Problem description =>
Rewrite the material below, substituting "activity" for each occurrence of "exercise" and leaving all other text unchanged.

---- Data provided

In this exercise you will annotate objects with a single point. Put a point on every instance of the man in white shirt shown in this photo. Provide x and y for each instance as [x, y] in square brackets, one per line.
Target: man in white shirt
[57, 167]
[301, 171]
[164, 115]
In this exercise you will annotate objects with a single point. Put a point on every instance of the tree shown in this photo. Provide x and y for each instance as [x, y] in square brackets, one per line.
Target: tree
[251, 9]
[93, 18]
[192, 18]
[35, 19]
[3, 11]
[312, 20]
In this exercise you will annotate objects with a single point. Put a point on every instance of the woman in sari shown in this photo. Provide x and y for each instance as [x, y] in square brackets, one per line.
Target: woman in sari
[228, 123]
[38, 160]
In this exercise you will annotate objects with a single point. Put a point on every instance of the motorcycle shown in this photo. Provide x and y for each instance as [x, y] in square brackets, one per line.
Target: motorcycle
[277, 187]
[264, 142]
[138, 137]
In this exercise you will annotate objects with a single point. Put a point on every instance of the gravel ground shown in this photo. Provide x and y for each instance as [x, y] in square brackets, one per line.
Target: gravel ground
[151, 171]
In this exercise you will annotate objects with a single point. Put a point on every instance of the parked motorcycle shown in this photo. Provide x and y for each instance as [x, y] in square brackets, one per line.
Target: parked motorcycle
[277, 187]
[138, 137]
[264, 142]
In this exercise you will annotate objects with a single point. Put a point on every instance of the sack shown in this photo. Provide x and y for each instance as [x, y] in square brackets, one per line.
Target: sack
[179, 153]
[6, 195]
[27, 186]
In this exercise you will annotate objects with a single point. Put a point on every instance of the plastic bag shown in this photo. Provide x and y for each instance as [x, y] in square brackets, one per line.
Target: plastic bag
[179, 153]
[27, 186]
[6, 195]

--------

Written reply =>
In this activity you will annotate objects with a single point. Put a point on every instance of the man in white shirt shown in this photo. Provide x and y for each instance as [x, y] in square brackets, one per line.
Target: man in white shirt
[57, 167]
[301, 171]
[164, 115]
In this activity you will annotate objects with a single point. Put a point on every instance of the tree shown in this photo. Provide x and y for each instance as [x, y] in square brackets, one per line.
Target: tree
[251, 9]
[93, 18]
[192, 18]
[35, 19]
[3, 11]
[312, 20]
In this activity you will annotate objects with a single point. Put a point on every instance of the woman in sari shown in this photo. Provide x and y for each instance as [x, y] in square brackets, one per line.
Target: woman in sari
[228, 123]
[38, 160]
In this activity you will annotate objects with a single point. Put a point on every instance of the motorcycle shown in this photo. Provide x and y for each instance as [x, y] in square brackets, one per line.
Target: motorcycle
[277, 187]
[264, 142]
[138, 137]
In this activity you will annotate objects with a single point. Put a point on every instance of the gravel ground shown in this photo. Provide x and y for each instance as [x, y] in square brackets, one per line.
Target: gravel ground
[151, 171]
In this activity you will annotate objects with a single point. Put a point on every instance of the parked motorcycle shown in this photo. Provide x and y for each instance as [x, y] in square brackets, one per line.
Target: parked motorcycle
[277, 187]
[138, 137]
[264, 142]
In this activity you will annotate objects with a single point. Put a point on every instance of the sack shown in this photo. Provide x and y for each instance as [x, y] in square brackets, one per line.
Target: sack
[179, 153]
[6, 195]
[27, 186]
In this activity you will annotate objects with a single point. Put a point on every instance of the plastic bag shown in this photo. Provide x and y for each instance as [x, y] in square brackets, one per line.
Target: plastic bag
[179, 153]
[27, 186]
[6, 195]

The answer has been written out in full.